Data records
++++
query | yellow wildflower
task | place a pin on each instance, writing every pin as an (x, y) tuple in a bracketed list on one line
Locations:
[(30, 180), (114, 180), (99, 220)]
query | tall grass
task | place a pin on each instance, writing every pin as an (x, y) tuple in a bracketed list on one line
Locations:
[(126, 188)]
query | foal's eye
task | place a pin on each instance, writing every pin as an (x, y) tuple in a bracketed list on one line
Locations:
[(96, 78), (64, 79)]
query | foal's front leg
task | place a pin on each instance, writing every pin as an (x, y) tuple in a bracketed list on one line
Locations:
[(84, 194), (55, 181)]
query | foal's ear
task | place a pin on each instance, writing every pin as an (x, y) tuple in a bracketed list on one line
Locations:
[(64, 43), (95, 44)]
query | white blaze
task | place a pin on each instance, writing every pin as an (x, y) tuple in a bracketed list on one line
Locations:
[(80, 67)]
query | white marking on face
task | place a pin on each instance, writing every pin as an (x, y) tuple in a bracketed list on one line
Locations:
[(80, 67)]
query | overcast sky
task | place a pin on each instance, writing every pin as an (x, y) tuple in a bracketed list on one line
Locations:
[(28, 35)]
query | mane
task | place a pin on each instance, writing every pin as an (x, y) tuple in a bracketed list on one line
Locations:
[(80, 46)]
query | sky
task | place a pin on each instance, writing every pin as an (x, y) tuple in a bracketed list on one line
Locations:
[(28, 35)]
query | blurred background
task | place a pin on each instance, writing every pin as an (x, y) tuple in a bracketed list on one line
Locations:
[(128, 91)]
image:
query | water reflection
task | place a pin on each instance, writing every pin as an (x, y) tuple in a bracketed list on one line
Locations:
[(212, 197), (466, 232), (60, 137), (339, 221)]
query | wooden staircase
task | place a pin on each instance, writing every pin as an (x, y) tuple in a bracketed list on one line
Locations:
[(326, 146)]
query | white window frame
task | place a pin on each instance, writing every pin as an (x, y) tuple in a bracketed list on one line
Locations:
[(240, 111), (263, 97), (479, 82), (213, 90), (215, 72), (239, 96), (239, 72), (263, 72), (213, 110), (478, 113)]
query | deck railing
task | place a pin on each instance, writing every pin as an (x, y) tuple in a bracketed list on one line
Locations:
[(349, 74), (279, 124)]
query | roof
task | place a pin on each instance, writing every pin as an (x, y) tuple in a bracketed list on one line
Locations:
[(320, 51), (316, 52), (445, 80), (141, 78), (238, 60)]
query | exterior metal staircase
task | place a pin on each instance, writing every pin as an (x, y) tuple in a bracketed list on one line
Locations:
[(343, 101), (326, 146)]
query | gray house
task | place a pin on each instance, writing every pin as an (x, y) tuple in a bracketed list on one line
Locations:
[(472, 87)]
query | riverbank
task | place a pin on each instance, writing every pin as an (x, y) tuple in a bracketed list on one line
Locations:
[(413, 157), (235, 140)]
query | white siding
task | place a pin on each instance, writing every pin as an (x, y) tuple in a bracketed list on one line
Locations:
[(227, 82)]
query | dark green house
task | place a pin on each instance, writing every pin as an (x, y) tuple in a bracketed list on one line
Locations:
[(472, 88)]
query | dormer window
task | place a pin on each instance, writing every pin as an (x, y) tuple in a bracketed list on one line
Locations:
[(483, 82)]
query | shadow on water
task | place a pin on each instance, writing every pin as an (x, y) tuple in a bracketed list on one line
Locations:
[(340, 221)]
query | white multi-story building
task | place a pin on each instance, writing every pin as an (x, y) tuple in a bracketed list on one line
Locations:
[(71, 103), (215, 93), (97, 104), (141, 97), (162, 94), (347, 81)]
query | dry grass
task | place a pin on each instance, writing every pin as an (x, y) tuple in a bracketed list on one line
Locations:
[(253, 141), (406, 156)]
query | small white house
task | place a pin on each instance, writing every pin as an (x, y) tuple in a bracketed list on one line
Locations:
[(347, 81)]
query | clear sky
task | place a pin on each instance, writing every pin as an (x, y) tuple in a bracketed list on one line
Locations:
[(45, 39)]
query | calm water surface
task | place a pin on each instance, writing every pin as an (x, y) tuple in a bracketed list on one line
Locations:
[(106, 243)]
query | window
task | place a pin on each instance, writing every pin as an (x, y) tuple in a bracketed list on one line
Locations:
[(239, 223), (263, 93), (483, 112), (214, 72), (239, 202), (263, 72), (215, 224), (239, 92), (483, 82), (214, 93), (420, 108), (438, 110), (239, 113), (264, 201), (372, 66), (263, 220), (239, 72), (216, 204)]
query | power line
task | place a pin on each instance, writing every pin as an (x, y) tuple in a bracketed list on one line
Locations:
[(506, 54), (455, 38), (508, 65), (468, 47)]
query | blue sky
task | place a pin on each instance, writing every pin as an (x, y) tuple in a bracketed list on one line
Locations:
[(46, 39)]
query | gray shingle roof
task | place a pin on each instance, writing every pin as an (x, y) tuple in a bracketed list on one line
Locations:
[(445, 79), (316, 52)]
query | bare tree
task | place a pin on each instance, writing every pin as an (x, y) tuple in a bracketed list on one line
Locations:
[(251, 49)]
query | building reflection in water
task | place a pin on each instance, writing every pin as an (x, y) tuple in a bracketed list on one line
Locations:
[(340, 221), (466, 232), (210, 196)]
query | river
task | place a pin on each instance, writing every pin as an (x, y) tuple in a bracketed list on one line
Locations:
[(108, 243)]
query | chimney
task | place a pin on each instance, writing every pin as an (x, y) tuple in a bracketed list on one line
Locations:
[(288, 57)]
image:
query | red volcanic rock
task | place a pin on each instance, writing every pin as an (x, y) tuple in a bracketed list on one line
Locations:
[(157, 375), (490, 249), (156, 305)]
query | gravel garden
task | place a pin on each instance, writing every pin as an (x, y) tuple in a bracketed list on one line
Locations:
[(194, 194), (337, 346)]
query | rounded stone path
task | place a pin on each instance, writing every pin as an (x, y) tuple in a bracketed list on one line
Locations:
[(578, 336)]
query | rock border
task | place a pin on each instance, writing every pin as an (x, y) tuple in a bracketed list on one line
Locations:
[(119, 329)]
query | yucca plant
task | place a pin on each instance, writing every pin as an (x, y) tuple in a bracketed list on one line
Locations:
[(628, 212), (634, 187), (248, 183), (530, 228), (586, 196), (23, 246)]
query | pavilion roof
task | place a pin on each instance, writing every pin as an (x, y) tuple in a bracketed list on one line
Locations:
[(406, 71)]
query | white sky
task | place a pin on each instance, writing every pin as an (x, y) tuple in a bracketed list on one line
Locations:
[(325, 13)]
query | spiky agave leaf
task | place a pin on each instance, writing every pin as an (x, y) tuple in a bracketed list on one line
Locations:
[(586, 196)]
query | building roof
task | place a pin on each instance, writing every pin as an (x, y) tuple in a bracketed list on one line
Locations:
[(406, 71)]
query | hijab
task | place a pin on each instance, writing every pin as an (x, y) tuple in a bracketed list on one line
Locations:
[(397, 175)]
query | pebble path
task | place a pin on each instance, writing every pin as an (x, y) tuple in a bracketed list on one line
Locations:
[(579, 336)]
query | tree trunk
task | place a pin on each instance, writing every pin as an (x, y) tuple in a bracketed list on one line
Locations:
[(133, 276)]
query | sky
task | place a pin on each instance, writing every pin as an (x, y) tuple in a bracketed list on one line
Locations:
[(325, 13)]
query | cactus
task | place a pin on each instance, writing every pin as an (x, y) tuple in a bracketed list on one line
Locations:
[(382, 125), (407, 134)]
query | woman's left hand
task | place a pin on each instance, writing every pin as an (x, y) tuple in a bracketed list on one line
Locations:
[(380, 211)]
++++
** Instruction **
Can you rewrite the items above with "place a pin" changed to "put a marker" and nothing else altered?

** Expected answer **
query | yellow wildflower
task | put a marker on each instance, writing every pin as an (x, y) tuple in a bracketed list on one line
Locations:
[(30, 180), (114, 180), (99, 220)]
query | tall grass
task | put a marker on each instance, writing every pin as an (x, y) tuple in a bracketed list on one line
Locations:
[(126, 188)]
query | foal's eye
task | put a marker on each instance, writing every pin as an (x, y) tuple in a bracketed list on one line
Locations:
[(96, 78), (64, 79)]
query | foal's front leg
task | put a marker on each instance, writing every pin as an (x, y) tuple in a bracketed list on one line
Locations:
[(84, 194), (55, 181)]
query | foal's ear
task | put a marker on each instance, writing every pin as an (x, y) tuple in a bracketed list on one line
Locations:
[(64, 43), (95, 44)]
query | white blaze
task | put a marker on each instance, writing every pin as an (x, y) tuple in a bracketed list on one line
Locations:
[(80, 67)]
query | white marking on face
task | put a marker on each instance, writing every pin as an (x, y) tuple in a bracketed list on one line
Locations:
[(80, 67)]
query | overcast sky
task | put a marker on each instance, writing every pin as an (x, y) tuple in a bracketed list on one line
Locations:
[(28, 35)]
query | mane
task | put a marker on each instance, writing every pin as an (x, y) tuple in a bracketed list on one line
Locations:
[(80, 46)]
query | sky
task | put a marker on each instance, writing every pin as an (x, y) tuple in a bracketed list on one line
Locations:
[(28, 35)]
query | blurred background
task | put a marker on each instance, writing every pin as an (x, y) tuple in a bracketed list on one line
Locations:
[(128, 91)]
image:
query | water reflection
task | put a marker on each instance, writing every pin as an (x, y) tuple in a bracketed list on one line
Locations:
[(212, 197), (466, 232), (60, 137), (339, 221)]
query | wooden staircase
task | put a marker on each instance, writing every pin as an (x, y) tuple in a bracketed list on one line
Locations:
[(326, 146)]
query | white window frame
task | put a marker on each instance, writing every pin as an (x, y) tuple in a bracketed list on one line
Locations:
[(240, 111), (263, 97), (479, 82), (213, 90), (215, 72), (239, 96), (239, 72), (263, 72), (213, 110), (478, 113)]
query | deck railing
task | put a marker on each instance, writing every pin as an (x, y) tuple in a bracketed list on one line
Locations:
[(349, 74), (279, 124)]
query | roof
task | put a marker on each instance, writing every pin as an (x, y) tuple in a bracketed list on one line
Locations:
[(320, 51), (316, 52), (445, 80), (141, 78), (238, 60)]
query | exterior metal staircase
task | put a marker on each instance, writing every pin as an (x, y) tuple in a bracketed list on one line
Locations:
[(343, 101), (326, 146)]
query | gray house
task | put a marker on each instance, writing every pin as an (x, y) tuple in a bracketed list on one line
Locations:
[(472, 87)]
query | riverbank
task | put a marker on each instance, writing every pin as an (x, y) tuple in a bracketed list on one line
Locations:
[(413, 157), (235, 140)]
query | white siding
task | put a marker on each instance, writing every pin as an (x, y) tuple in a bracketed list on one line
Locations:
[(227, 82)]
query | dark green house
task | put a marker on each instance, writing every pin as an (x, y) tuple in a bracketed list on one line
Locations:
[(472, 88)]
query | dormer window
task | put a marker on each instance, writing every pin as an (x, y) tuple in a bracketed list on one line
Locations:
[(483, 82)]
query | shadow on water
task | put a marker on each instance, writing every pin as an (x, y) tuple in a bracketed list on one line
Locations:
[(340, 221)]
query | white multi-story building
task | put a marker on each instance, writing every pin as an (x, y) tuple in a bracketed list on one line
Locations:
[(71, 103), (215, 93), (97, 104), (141, 97), (162, 94), (347, 81)]
query | dry grass
task | put a marker on each instance, writing every pin as an (x, y) tuple in a bracketed list on one line
Locations:
[(253, 141), (406, 156)]
query | small white house
task | put a marker on each instance, writing every pin as an (x, y) tuple in a bracketed list on one line
Locations:
[(347, 81)]
query | clear sky
task | put a marker on each instance, writing every pin as an (x, y) tuple in a bracketed list on one line
Locations:
[(45, 39)]
query | calm water surface
task | put a marker on each instance, writing every pin as an (x, y) tuple in a bracketed list on one line
Locations:
[(106, 243)]
query | window
task | put a marker on each instance, writing every pin as an (x, y) tuple in a bracketed list on one line
Locations:
[(239, 223), (263, 93), (483, 112), (214, 72), (239, 202), (263, 72), (215, 224), (239, 92), (483, 82), (214, 93), (420, 108), (438, 110), (239, 113), (264, 201), (372, 66), (263, 220), (239, 72), (216, 204)]
query | power line
task | put a marker on each instance, writing every pin as an (x, y) tuple in a bracketed list on one line
Locations:
[(506, 54), (455, 38), (508, 65), (468, 47)]
query | blue sky
task | put a marker on each instance, writing every pin as an (x, y) tuple in a bracketed list on one line
Locations:
[(46, 39)]
query | gray shingle roof
task | put a marker on each instance, writing every pin as an (x, y) tuple in a bracketed list on one line
Locations:
[(445, 79), (316, 52)]
query | bare tree
task | put a marker on each instance, writing every pin as an (x, y) tuple in a bracketed list on one line
Locations:
[(251, 49)]
query | building reflection in water
task | put a marker on each instance, writing every pin as an (x, y) tuple in a bracketed list on one line
Locations:
[(340, 221), (466, 232), (210, 196)]
query | river
task | put a marker on each instance, writing every pin as an (x, y) tuple in a bracketed list on one line
Locations:
[(108, 243)]
query | chimney
task | put a marker on each instance, writing every pin as an (x, y) tuple in a bracketed list on one line
Locations:
[(288, 57)]
image:
query | red volcanic rock
task | put a marker on each instance, writing every pin as an (x, y) tuple in a bracketed list on one line
Locations:
[(157, 375), (490, 249), (156, 305)]
query | gravel garden
task | put a marker on each instance, writing every pin as an (x, y) tuple in a bracketed list on one line
Locations:
[(194, 194), (337, 346)]
query | rounded stone path
task | put a marker on each instance, writing every pin as an (x, y) tuple in a bracketed list on one line
Locations:
[(578, 336)]
query | rock border
task | put a marker on each instance, writing every pin as an (x, y) tuple in a bracketed list on one line
Locations:
[(119, 329)]
query | yucca plant
task | put a marker on each instance, writing every pin as an (x, y) tuple in a bracketed list on one line
Locations:
[(628, 212), (634, 187), (248, 183), (530, 228), (586, 196), (23, 246)]
query | pavilion roof
task | put a marker on each instance, writing every pin as an (x, y) tuple in a bracketed list on one line
Locations:
[(406, 71)]
query | white sky
task | put a marker on each instance, writing every pin as an (x, y) tuple in a bracketed list on one line
Locations:
[(325, 13)]
query | spiky agave leaf
task | put a marker on each instance, writing every pin as an (x, y) tuple in a bracketed list on one line
Locations:
[(586, 196)]
query | building roof
task | put a marker on each instance, writing every pin as an (x, y) tuple in a bracketed list on one line
Locations:
[(406, 71)]
query | hijab
task | put a marker on each instance, writing every pin as an (x, y) tuple in a bracketed list on one line
Locations:
[(397, 175)]
query | pebble path
task | put a marker on each instance, writing every pin as an (x, y) tuple in a bracketed list on one line
Locations:
[(579, 336)]
query | tree trunk
task | put a marker on each instance, writing every pin as an (x, y) tuple in a bracketed list on one line
Locations:
[(133, 276)]
query | sky
task | put a marker on each instance, writing every pin as an (x, y) tuple in a bracketed list on one line
Locations:
[(325, 13)]
query | cactus
task | put a marker on each instance, writing every pin as an (x, y) tuple in a bracketed list on one line
Locations:
[(382, 125), (407, 134)]
query | woman's left hand
task | put a marker on each instance, writing every pin as an (x, y) tuple in a bracketed list on one line
Locations:
[(380, 211)]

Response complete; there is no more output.